§ **Your objective**
Write the material out again in full, exactly.

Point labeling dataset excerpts
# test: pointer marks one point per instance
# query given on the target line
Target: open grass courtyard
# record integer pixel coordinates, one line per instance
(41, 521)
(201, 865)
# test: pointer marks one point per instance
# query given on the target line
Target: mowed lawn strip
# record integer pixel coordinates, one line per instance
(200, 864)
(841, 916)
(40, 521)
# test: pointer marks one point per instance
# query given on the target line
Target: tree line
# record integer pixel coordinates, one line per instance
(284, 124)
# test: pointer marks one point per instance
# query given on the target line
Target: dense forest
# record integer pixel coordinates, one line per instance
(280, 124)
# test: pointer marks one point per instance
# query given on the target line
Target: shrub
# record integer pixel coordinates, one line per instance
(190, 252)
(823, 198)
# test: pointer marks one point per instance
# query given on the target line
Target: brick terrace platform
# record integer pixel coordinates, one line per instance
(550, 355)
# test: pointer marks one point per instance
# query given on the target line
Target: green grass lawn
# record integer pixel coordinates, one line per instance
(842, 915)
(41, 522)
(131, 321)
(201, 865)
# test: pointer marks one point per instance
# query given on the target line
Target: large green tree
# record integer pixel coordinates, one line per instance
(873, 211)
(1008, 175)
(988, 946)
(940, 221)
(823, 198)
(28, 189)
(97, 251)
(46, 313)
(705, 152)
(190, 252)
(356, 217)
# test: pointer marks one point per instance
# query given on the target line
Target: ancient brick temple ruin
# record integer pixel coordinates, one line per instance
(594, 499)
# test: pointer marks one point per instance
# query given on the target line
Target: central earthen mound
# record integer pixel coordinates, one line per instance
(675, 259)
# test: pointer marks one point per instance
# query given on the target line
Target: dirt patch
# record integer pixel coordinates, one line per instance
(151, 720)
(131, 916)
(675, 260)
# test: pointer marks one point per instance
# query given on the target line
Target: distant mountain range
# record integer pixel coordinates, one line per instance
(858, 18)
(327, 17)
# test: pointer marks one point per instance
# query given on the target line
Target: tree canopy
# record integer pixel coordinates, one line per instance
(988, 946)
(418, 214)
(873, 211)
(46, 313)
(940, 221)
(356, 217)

§ **Full output**
# test: pointer marks one point per instance
# query given on the target line
Target: open grass courtyard
# record integer pixel coordinates, one line per instance
(41, 521)
(201, 865)
# test: pointer marks one point per instance
# query given on the target line
Target: mowed lawn strip
# record integer pixel coordinates, one line per instance
(200, 864)
(841, 916)
(40, 521)
# test: pointer marks one point per instance
# query given on the target line
Target: tree line
# record integer pixel coordinates, one line per instance
(284, 124)
# test: pointer marks one point per instance
# query given on the target line
Target: dense forest
# record integer pixel coordinates, one line per instance
(280, 124)
# test: pointer marks one point per instance
# query given on the target line
Target: shrub
# record integer pixel coordinates, one line per instance
(190, 252)
(823, 198)
# test: pointer marks one point per instance
# query given on the target line
Target: brick terrace platform
# record integer pixel coordinates, one line per instance
(550, 355)
# test: pointer marks one point per instance
# query given on the target line
Target: green grass lawn
# record integer pixel coordinates, one line per instance
(842, 915)
(41, 522)
(131, 321)
(201, 865)
# test: pointer marks one point per instance
# query given on the target line
Target: large green tree
# record integer pixel coordinates, one line per instance
(873, 211)
(1008, 175)
(988, 946)
(940, 221)
(823, 198)
(28, 189)
(97, 251)
(46, 313)
(705, 152)
(190, 252)
(356, 217)
# test: pointer marks one point per instance
# query given on the target line
Target: ancient brick temple ruin
# record integer pixel coordinates, one line per instance
(594, 499)
# test: pointer marks one point per instance
# query given on the target line
Target: central earthen mound
# record integer pixel coordinates, one line per instance
(675, 259)
# test: pointer marks one point per instance
# query given on the target line
Target: dirt patch
# record integer pixel coordinates, one line per instance
(151, 720)
(131, 916)
(675, 260)
# test: pointer marks one point per instance
# query given on the target line
Target: distant mountain range
# record integer pixel coordinates, one line per instance
(858, 18)
(327, 17)
# test: pointer marks one point per instance
# query given on the target line
Target: tree canopy
# record integer pixel coordinates, one line per instance
(988, 946)
(418, 214)
(873, 211)
(46, 313)
(940, 221)
(356, 217)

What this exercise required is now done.